[SUPPLIED DATA start]

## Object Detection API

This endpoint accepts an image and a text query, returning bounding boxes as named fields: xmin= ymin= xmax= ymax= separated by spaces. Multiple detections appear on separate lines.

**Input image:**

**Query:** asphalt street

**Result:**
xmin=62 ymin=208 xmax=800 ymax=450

[SUPPLIED DATA end]

Render every line above as a numbered list, leaving out the blank ones.

1. ## Object Detection API
2. This endpoint accepts an image and a text query, returning bounding boxes as named fields: xmin= ymin= xmax= ymax= separated by spaces. Multiple detections appear on separate lines.
3. **Input image:**
4. **Query:** asphalt street
5. **Result:**
6. xmin=62 ymin=208 xmax=800 ymax=450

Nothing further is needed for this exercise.